## [Input material]
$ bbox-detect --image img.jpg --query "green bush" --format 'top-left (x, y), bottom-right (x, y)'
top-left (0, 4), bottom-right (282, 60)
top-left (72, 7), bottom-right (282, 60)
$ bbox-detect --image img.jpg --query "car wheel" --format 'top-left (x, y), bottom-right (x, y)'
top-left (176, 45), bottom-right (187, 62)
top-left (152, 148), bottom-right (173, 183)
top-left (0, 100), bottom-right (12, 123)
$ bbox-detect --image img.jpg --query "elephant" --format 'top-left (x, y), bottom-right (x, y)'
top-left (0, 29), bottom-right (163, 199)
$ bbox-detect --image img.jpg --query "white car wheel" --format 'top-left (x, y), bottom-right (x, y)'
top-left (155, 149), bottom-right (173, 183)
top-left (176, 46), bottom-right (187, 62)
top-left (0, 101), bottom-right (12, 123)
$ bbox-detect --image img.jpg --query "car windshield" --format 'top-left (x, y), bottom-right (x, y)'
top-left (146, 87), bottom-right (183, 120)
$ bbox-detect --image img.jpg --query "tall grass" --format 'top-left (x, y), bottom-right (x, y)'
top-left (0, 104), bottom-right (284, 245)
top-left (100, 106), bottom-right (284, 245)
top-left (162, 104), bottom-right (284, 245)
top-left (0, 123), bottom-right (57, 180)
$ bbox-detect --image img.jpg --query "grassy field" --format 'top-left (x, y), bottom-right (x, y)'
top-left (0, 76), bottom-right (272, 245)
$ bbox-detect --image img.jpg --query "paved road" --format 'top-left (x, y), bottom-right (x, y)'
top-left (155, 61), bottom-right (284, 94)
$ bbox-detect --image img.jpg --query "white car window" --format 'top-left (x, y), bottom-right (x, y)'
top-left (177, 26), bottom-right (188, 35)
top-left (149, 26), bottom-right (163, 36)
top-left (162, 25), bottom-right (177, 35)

## [Requirement]
Swap every occurrence of "bbox-detect" in the rows above for "box-locate" and reproduce all the rows with nothing else changed.

## [Solution for this task]
$ box-locate --image img.jpg --query "green bush" --format 'top-left (x, y), bottom-right (x, y)'
top-left (0, 4), bottom-right (282, 60)
top-left (72, 7), bottom-right (282, 60)
$ box-locate --image img.jpg --query "car wheel" --format 'top-left (x, y), bottom-right (x, y)'
top-left (176, 45), bottom-right (187, 62)
top-left (152, 148), bottom-right (173, 183)
top-left (0, 100), bottom-right (12, 123)
$ box-locate --image img.jpg --query "elephant" --format 'top-left (x, y), bottom-right (x, y)'
top-left (0, 29), bottom-right (163, 199)
$ box-locate --image img.jpg --query "white car wheel" --format 'top-left (x, y), bottom-right (x, y)'
top-left (155, 149), bottom-right (173, 183)
top-left (176, 46), bottom-right (187, 62)
top-left (0, 101), bottom-right (12, 123)
$ box-locate --image img.jpg --query "car windshield" --format 'top-left (x, y), bottom-right (x, y)'
top-left (146, 87), bottom-right (183, 120)
$ box-locate --image img.jpg --query "tall grass" --format 'top-left (x, y), bottom-right (x, y)'
top-left (0, 104), bottom-right (284, 245)
top-left (100, 106), bottom-right (284, 245)
top-left (162, 104), bottom-right (284, 245)
top-left (0, 123), bottom-right (57, 180)
$ box-locate --image img.jpg --query "grassy field" --format 'top-left (x, y), bottom-right (x, y)'
top-left (0, 76), bottom-right (272, 245)
$ box-locate --image img.jpg --query "paved road" --format 'top-left (x, y), bottom-right (x, y)'
top-left (155, 61), bottom-right (284, 94)
$ box-locate --image img.jpg --query "white car window" --format 'top-left (x, y), bottom-right (x, y)'
top-left (177, 26), bottom-right (188, 35)
top-left (149, 26), bottom-right (163, 36)
top-left (162, 25), bottom-right (177, 35)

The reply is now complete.